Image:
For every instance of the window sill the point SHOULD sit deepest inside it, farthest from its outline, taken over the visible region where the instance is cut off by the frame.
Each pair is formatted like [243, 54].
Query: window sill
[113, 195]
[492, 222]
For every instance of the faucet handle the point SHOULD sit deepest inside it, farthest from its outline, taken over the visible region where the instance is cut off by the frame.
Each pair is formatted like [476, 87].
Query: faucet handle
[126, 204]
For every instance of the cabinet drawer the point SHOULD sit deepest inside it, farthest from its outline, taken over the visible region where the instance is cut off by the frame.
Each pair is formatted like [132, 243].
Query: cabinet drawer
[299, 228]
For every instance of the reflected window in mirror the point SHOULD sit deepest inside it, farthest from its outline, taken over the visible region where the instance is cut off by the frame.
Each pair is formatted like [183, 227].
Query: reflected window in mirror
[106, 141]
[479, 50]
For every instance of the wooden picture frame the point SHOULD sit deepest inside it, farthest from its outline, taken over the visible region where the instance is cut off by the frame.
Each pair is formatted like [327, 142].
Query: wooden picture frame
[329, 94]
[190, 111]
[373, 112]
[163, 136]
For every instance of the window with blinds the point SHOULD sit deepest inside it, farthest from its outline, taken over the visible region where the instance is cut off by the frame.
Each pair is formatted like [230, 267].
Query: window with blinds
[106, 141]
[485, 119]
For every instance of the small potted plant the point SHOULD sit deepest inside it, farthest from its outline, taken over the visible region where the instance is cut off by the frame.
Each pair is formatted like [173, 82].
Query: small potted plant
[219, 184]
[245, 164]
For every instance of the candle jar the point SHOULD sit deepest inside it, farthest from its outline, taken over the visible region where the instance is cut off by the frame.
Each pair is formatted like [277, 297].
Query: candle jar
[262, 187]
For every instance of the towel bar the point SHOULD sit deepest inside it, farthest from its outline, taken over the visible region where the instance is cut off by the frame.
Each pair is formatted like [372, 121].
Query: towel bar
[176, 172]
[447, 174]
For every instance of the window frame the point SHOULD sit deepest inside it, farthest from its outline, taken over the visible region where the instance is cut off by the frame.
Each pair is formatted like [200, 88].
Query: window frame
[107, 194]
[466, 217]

_ _ _

**INSTRUCTIONS FOR THE TASK**.
Render all of the lines above as a Markdown table with two columns, Row and Line. Put the row number under Row and the line under Line, and skip any blank lines.

**ANSWER BELOW**.
| Row | Line |
|---|---|
| 1 | Image: |
| 2 | For every instance of the window sill the point SHOULD sit deepest inside it, farthest from its outline, taken over the visible region where the instance is cut off by the frame. |
| 3 | Each pair is formatted like [243, 54]. |
| 4 | Query: window sill |
| 5 | [113, 195] |
| 6 | [492, 222] |
| 7 | For every instance of the faucet handle the point SHOULD sit deepest inside it, farthest from its outline, taken over the visible region where the instance is cut off by the frame. |
| 8 | Each pair is formatted like [476, 87]. |
| 9 | Query: faucet handle |
| 10 | [126, 204] |
| 11 | For every instance of the cabinet drawer the point SHOULD sit deepest inside it, farthest from its outline, taken over the visible region where the instance is cut off by the frame. |
| 12 | Each pair is formatted like [132, 243]. |
| 13 | Query: cabinet drawer |
| 14 | [299, 228] |
| 15 | For every instance of the reflected window in mirror the point SHOULD sit deepest inside it, farthest from its outline, taken over the visible region where the instance is cut off by the frame. |
| 16 | Each pair is formatted like [183, 227]. |
| 17 | Query: reflected window in mirror |
| 18 | [106, 141] |
| 19 | [479, 50] |
| 20 | For every instance of the wooden picture frame the point SHOULD sit deepest inside it, farthest from its outline, taken over the visible region where the instance is cut off by the frame. |
| 21 | Each pair is formatted like [327, 142]. |
| 22 | Query: wooden picture frame |
| 23 | [329, 94] |
| 24 | [190, 111] |
| 25 | [373, 112] |
| 26 | [163, 136] |
| 27 | For every instance of the window with blinds the point SHOULD sit deepest inside it, farthest from its outline, taken over the visible region where the instance is cut off by the frame. |
| 28 | Each pair is formatted like [230, 267]. |
| 29 | Query: window with blinds |
| 30 | [106, 141] |
| 31 | [485, 119] |
| 32 | For every instance of the small potted plant the point SHOULD sit deepest inside it, farthest from its outline, taken over the visible region where the instance is cut off by the frame. |
| 33 | Each pair is formatted like [173, 82]. |
| 34 | Query: small potted plant |
| 35 | [219, 184] |
| 36 | [245, 164] |
| 37 | For every instance of the candle jar the point SHOULD sit deepest inside it, farthest from its outline, taken over the visible region where the instance is cut off by the frame. |
| 38 | Each pair is formatted like [277, 297]. |
| 39 | Query: candle jar |
| 40 | [262, 187] |
| 41 | For every instance of the towel bar the point SHOULD sit deepest inside it, farthest from its outline, taken over the visible region where the instance is cut off by the frame. |
| 42 | Each pair is formatted like [372, 121]. |
| 43 | Query: towel bar |
| 44 | [176, 172] |
| 45 | [447, 174] |
| 46 | For every instance of the window frame the point SHOULD sit deepest inside it, farthest from its outline, taken over the visible region where the instance is cut off by the frame. |
| 47 | Each pair is formatted like [200, 88]. |
| 48 | Query: window frame |
| 49 | [107, 194] |
| 50 | [466, 217] |